*Records to use*
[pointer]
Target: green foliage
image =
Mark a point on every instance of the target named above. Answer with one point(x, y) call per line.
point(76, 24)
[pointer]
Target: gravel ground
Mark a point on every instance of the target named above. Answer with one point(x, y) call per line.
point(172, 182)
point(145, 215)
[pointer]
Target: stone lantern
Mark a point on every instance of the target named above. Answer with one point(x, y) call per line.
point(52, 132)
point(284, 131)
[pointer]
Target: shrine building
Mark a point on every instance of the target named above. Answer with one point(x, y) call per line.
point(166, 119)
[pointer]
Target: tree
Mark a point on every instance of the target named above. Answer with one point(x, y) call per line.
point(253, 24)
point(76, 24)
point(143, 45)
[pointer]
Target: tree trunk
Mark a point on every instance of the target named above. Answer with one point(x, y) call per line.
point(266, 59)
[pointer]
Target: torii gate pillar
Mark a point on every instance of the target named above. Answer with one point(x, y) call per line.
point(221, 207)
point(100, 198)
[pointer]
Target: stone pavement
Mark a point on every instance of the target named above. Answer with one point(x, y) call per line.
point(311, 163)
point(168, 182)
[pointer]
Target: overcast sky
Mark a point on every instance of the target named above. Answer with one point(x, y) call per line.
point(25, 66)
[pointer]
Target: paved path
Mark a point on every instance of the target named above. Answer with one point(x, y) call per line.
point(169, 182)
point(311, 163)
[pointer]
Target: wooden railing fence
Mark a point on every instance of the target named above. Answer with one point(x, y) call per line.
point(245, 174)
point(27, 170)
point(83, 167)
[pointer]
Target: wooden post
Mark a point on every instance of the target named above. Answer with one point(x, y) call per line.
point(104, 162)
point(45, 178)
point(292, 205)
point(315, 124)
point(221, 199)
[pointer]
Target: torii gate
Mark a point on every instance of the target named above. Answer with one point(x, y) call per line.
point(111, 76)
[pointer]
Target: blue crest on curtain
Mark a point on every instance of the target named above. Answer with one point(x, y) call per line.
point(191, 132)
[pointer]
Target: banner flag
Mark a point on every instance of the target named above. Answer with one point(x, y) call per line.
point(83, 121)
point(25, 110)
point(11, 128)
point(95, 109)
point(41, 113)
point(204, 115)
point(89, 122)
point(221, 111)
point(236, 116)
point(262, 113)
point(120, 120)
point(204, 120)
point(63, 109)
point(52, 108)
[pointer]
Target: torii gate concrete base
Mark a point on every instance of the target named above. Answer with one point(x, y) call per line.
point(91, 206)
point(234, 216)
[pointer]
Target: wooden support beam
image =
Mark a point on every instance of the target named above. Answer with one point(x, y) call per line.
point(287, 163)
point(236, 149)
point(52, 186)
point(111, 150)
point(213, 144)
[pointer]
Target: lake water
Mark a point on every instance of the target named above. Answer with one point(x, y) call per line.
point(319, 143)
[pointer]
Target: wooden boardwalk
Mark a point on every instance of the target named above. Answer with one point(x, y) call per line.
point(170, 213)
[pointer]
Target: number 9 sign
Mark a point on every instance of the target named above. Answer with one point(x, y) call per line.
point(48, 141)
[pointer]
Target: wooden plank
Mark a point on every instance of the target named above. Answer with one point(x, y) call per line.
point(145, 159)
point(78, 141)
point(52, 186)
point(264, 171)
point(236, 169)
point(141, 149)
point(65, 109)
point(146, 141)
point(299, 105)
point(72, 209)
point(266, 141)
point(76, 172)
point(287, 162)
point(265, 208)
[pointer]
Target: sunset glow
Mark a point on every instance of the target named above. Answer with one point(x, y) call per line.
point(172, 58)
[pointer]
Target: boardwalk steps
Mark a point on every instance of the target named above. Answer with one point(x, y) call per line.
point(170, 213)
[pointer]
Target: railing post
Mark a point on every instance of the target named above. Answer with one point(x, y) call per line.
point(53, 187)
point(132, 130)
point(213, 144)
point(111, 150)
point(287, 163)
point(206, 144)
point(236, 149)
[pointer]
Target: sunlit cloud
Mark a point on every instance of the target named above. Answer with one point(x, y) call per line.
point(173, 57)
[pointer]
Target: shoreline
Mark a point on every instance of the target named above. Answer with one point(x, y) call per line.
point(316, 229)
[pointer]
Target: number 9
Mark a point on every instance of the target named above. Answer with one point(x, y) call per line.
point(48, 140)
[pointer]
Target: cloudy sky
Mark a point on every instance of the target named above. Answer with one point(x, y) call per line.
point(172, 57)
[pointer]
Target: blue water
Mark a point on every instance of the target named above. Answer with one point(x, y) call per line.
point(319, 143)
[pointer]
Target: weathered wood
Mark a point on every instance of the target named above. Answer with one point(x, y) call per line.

*Work to do*
Add -88 to every coordinate in the answers of the material, from its first line up to and including the line containing "point(25, 66)", and give all of those lines again with the requests included. Leave the requests and their sample format unchanged.

*Answer in full*
[pointer]
Target: green foliage
image =
Mark a point on every instance of the target named above. Answer with one point(x, y) call per line.
point(-12, -64)
[pointer]
Target: gravel ground
Mark a point on every instance of the target named above. Answer with one point(x, y) call per line.
point(84, 94)
point(57, 127)
[pointer]
Target: stone lantern
Mark a point on every instance of the target named above. Answer with one point(x, y) call per line.
point(-36, 44)
point(196, 43)
[pointer]
Target: shrine building
Mark a point on every instance of the target named above. Answer with one point(x, y) call per line.
point(78, 31)
[pointer]
Target: tree
Mark a point on every instance of the target named above. Answer with one point(x, y) call per line.
point(165, -64)
point(-12, -64)
point(55, -43)
[pointer]
Target: tree trunk
Mark a point on every instance of the target named above. Answer with one point(x, y) call per line.
point(178, -29)
[pointer]
Target: torii gate pillar
Mark a point on every instance of the target named above. Answer with one point(x, y) call per line.
point(133, 119)
point(12, 110)
[pointer]
Target: stone pavement
Mark a point on every instance of the target named above. Answer with one point(x, y) call per line.
point(223, 75)
point(80, 94)
[pointer]
Target: overcast sky
Mark a point on every instance of the target named above. Answer with one point(x, y) call per line.
point(-63, -22)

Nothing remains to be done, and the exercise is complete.